**Request:**
Reproduce word for word the stretch of the records below, from the line containing "Practice step: point at the basil" through the end of the records, and print nothing else.

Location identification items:
· · ·

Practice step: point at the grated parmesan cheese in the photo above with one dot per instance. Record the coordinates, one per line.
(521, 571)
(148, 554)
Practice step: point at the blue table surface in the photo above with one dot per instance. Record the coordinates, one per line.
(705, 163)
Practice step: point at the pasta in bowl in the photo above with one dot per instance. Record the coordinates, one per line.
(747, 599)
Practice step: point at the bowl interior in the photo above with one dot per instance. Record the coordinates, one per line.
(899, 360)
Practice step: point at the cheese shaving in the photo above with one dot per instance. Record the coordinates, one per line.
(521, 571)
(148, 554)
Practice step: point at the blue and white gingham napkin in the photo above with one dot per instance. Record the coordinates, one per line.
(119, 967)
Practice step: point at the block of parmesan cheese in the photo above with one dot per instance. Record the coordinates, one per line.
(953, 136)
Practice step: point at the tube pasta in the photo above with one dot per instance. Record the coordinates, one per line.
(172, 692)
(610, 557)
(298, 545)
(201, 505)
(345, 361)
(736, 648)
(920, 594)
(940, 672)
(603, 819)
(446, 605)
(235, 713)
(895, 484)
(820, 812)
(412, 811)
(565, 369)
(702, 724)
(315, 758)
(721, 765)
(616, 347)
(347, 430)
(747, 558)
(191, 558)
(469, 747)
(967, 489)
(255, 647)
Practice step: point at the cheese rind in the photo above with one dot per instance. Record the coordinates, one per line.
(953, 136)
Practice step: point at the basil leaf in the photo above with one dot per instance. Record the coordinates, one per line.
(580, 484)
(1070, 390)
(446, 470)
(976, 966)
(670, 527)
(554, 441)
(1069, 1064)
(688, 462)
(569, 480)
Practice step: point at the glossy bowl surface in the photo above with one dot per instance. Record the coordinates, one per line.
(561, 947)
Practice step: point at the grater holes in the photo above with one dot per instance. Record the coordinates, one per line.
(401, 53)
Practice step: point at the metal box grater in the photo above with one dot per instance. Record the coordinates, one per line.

· · ·

**Result of this task:**
Practice step: point at the basil leaf in the photo above with one dot per instance. Record the coordinates, one per line.
(580, 484)
(1070, 390)
(446, 470)
(976, 966)
(670, 527)
(554, 441)
(1069, 1064)
(688, 462)
(569, 480)
Practice step: point at the glossy bowl surface in the photo above with one dot per instance. Record the coordinates, one per line.
(561, 947)
Practice step: point at the grater holes in the photo above with one dot per instance. Record the coordinates, one per line.
(401, 53)
Practice step: point at the metal box grater in the photo above with one dot per instance. Record the coordinates, one per line.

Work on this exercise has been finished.